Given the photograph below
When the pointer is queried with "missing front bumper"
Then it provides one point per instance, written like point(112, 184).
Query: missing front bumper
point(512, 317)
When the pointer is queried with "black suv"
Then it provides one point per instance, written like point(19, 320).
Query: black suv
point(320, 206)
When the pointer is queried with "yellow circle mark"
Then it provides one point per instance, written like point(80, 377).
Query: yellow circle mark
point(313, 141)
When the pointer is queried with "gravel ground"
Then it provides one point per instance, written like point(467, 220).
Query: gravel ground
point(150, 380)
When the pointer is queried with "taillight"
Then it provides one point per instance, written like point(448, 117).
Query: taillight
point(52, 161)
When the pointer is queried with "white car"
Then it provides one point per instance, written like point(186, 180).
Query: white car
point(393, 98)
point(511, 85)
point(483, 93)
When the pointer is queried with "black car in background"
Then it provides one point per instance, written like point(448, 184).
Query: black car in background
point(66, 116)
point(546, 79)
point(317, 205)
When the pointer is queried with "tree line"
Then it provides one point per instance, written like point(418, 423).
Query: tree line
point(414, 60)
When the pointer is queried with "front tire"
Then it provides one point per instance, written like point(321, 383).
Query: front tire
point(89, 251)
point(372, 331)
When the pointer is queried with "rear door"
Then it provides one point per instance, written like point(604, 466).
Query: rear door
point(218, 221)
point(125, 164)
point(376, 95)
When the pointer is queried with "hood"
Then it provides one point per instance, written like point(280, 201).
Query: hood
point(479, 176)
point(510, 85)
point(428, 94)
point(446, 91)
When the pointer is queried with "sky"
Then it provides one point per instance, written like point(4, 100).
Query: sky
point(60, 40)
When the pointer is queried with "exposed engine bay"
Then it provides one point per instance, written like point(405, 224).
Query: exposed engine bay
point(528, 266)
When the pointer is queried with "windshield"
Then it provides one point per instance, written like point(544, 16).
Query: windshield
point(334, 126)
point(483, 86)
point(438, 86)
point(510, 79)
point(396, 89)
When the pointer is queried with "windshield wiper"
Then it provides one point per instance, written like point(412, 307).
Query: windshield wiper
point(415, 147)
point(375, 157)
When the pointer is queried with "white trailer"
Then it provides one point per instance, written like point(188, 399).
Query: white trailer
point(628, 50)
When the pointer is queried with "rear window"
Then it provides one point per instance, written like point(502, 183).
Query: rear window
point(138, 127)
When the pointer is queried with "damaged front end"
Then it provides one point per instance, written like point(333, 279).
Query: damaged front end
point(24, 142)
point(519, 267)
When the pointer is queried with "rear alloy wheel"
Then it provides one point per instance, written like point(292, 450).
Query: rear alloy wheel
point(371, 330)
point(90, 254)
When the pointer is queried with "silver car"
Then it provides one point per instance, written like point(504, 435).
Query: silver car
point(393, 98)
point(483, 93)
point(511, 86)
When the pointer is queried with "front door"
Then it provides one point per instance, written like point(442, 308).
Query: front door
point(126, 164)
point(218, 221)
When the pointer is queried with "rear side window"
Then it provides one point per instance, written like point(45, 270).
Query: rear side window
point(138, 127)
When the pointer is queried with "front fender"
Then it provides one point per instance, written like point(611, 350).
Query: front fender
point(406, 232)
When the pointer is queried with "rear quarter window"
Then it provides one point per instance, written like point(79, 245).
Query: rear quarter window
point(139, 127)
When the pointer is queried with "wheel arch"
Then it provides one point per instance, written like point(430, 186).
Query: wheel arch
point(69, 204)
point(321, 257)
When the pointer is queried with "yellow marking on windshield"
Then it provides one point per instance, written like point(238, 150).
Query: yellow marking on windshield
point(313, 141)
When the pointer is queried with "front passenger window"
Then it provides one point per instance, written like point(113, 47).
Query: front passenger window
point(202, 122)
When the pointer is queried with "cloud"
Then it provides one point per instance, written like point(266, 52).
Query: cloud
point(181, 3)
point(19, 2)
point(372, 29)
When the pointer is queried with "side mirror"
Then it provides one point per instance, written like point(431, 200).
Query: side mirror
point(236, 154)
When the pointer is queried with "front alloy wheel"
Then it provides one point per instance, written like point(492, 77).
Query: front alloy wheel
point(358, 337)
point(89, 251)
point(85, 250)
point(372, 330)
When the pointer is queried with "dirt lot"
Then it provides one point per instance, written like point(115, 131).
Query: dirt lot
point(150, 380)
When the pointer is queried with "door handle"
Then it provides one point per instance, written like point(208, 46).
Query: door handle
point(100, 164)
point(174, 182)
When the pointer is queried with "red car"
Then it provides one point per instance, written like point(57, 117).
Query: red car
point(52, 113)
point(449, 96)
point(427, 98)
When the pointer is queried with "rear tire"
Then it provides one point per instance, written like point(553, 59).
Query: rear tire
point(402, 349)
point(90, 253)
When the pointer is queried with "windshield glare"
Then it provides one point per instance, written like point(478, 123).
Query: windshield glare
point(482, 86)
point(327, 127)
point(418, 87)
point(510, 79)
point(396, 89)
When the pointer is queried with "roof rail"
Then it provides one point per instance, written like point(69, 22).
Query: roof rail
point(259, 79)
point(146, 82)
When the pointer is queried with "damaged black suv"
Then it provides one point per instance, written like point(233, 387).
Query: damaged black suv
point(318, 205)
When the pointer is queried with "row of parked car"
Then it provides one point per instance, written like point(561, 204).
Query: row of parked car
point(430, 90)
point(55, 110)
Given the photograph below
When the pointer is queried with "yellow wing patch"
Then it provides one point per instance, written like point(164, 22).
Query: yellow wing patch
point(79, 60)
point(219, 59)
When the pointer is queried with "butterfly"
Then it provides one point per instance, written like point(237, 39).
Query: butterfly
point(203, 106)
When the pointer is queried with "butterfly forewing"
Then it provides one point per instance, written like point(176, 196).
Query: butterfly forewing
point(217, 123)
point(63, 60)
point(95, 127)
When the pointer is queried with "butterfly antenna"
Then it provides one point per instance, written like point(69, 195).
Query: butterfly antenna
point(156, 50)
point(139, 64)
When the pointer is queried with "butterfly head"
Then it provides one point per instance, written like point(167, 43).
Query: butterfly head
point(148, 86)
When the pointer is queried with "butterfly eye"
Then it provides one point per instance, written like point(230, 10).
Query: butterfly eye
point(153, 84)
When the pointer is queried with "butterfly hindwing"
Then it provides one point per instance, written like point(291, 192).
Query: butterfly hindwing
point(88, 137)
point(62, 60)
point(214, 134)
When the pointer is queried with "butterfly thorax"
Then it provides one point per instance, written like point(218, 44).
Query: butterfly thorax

SHORT EXERCISE
Format the material above as a Markdown table with the columns "Row" and "Content", starting at its first line and continuing through the line containing "point(372, 331)". Give each line its own numbered row and leave out blank lines.

THE OUTPUT
| Row | Content |
|---|---|
| 1 | Given the photograph below |
| 2 | When the pointer is queried with "missing front bumper" |
| 3 | Then it provides one point per instance, written like point(112, 184). |
| 4 | Query: missing front bumper |
| 5 | point(512, 317) |
| 6 | When the pointer is queried with "black suv" |
| 7 | Then it provides one point per instance, written like point(19, 320). |
| 8 | Query: black suv |
| 9 | point(320, 206) |
| 10 | When the pointer is queried with "yellow circle mark" |
| 11 | Then it provides one point per instance, written like point(80, 377). |
| 12 | Query: yellow circle mark |
| 13 | point(313, 141) |
| 14 | When the pointer is queried with "gravel ground" |
| 15 | Then it provides one point per instance, written like point(467, 220). |
| 16 | Query: gravel ground |
| 17 | point(150, 380) |
| 18 | When the pointer is queried with "taillight" |
| 19 | Then it provides one point per instance, written like point(448, 117). |
| 20 | Query: taillight |
| 21 | point(52, 161) |
| 22 | When the pointer is queried with "white car" |
| 23 | Then it provides one point per instance, written like point(186, 180). |
| 24 | Query: white car |
| 25 | point(393, 98) |
| 26 | point(511, 85) |
| 27 | point(483, 93) |
| 28 | When the pointer is queried with "black car in background" |
| 29 | Then it provides one point per instance, written like point(448, 184). |
| 30 | Query: black car in background |
| 31 | point(66, 116) |
| 32 | point(546, 79) |
| 33 | point(317, 205) |
| 34 | When the pointer is queried with "tree line" |
| 35 | Then it provides one point per instance, written like point(418, 423). |
| 36 | Query: tree line |
| 37 | point(414, 60) |
| 38 | When the pointer is queried with "front tire" |
| 39 | Then it provides one point per instance, written like point(321, 383). |
| 40 | Query: front tire |
| 41 | point(89, 251) |
| 42 | point(372, 331) |